Find the line with "Phrase: rear quarter window". Transcribe it and each later line of the data exactly, up to and including the last.

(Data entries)
⟨
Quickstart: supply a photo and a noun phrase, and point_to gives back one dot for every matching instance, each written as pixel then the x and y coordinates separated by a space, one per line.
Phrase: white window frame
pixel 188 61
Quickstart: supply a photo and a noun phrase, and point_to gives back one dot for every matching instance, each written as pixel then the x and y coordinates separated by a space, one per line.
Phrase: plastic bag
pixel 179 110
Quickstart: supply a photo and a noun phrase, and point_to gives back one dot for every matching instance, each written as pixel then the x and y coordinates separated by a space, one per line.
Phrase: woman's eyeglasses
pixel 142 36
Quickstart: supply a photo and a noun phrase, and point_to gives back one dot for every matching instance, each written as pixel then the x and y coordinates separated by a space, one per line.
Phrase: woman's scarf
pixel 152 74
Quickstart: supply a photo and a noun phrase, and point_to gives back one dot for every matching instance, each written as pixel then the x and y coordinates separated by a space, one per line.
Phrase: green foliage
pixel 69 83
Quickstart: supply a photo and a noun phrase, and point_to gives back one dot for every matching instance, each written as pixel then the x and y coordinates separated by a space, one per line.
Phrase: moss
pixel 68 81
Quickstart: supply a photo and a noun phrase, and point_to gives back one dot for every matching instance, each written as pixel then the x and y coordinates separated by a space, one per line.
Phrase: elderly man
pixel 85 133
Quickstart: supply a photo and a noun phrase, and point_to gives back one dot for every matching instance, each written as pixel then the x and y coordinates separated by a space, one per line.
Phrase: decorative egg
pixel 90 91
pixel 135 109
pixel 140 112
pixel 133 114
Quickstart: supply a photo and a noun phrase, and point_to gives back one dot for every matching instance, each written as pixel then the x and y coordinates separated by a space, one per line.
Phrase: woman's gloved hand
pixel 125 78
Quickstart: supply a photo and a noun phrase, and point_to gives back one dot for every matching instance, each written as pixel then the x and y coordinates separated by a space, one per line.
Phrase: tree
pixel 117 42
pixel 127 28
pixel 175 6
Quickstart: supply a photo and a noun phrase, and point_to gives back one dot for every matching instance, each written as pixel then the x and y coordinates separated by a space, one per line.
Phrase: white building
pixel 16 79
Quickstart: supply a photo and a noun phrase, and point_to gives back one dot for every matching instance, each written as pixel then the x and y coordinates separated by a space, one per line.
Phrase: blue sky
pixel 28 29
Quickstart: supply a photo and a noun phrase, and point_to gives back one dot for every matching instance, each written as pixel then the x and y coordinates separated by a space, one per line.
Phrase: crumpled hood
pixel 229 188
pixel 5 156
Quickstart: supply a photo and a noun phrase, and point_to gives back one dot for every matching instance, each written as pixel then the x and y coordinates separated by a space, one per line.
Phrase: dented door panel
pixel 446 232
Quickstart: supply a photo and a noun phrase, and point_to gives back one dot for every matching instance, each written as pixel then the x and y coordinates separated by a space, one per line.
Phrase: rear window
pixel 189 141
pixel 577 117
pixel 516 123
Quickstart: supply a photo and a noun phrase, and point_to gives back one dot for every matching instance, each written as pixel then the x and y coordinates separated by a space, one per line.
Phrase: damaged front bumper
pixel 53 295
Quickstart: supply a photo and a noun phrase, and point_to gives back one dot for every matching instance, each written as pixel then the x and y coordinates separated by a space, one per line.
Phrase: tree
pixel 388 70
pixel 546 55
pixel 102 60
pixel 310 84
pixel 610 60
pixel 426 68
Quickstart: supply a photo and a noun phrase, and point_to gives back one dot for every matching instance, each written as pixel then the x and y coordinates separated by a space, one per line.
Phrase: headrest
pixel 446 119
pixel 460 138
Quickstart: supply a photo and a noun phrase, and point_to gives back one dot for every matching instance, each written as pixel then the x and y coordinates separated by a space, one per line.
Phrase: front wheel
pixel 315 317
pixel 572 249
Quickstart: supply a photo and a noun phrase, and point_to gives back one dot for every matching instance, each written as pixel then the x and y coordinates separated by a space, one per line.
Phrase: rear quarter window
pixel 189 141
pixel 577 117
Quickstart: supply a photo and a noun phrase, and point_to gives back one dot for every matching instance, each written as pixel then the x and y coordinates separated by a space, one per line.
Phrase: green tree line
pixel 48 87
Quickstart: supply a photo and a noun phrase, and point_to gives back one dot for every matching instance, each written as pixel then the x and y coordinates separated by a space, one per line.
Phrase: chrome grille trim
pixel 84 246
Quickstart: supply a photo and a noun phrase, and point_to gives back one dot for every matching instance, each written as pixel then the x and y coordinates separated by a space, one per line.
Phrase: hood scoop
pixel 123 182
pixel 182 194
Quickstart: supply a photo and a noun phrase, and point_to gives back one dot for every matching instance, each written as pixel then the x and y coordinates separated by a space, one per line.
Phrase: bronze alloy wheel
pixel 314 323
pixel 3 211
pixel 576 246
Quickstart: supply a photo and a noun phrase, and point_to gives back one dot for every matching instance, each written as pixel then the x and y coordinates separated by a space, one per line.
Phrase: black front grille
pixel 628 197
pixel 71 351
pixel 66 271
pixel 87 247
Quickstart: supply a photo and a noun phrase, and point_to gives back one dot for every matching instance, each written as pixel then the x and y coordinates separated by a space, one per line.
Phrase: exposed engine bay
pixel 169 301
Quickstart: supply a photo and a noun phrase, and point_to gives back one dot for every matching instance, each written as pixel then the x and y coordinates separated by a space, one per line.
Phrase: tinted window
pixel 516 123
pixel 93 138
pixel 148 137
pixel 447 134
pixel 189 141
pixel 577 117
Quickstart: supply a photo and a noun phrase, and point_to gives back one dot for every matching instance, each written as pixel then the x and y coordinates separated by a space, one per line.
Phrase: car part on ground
⟩
_Response_.
Phrase: rear quarter window
pixel 189 141
pixel 577 117
Quickstart: supply a photo and a noun phrase, and point_to gives back one dot for every matching instance, each written as pixel then the x and y coordinates separated by a space, one per line.
Phrase: green tree line
pixel 48 87
Quickstart: supply a photo and a noun phrase, and point_to gives back one dot for every matching instance, each written as pixel then the x and y coordinates separated by a space, one per line.
Phrase: chrome grille trim
pixel 84 246
Quickstart: supply a photo and a noun phrase, and point_to gives back one dot for every matching instance, each written as pixel then the x and y coordinates separated by a space, one per line.
Phrase: hood scoop
pixel 123 182
pixel 182 194
Quickstart: supply a photo and a noun phrase, and point_to gives back one dot for every matching instance, each written as pixel then the x and y coordinates separated by a space, one per line.
Phrase: bronze alloy wheel
pixel 314 323
pixel 3 211
pixel 576 246
Quickstart: supply a photo and a noun phrase, and point_to gives back one dot for every matching instance, each written as pixel then the x and y coordinates separated by a space, one per line.
Phrase: black front grille
pixel 628 197
pixel 71 351
pixel 66 271
pixel 87 247
Quickstart: supply a photo and a noun phrase, and point_to gives back one dot for every matching instance, each written as pixel then the x and y coordinates separated by a space, one per line.
Phrase: exposed engine bay
pixel 169 301
Quickstart: supply a photo and a noun phrase, and point_to gives back one dot for every matching instance, each written as pixel then the x and y coordinates separated by a space, one per line.
Phrase: tinted window
pixel 516 123
pixel 93 138
pixel 148 137
pixel 447 134
pixel 189 141
pixel 577 117
Quickstart: supply a photo and a noun phrase, and point_to gives back one dot for every matching instance, each written as pixel then the x and y coordinates separated by a space, one per line.
Phrase: car part on ground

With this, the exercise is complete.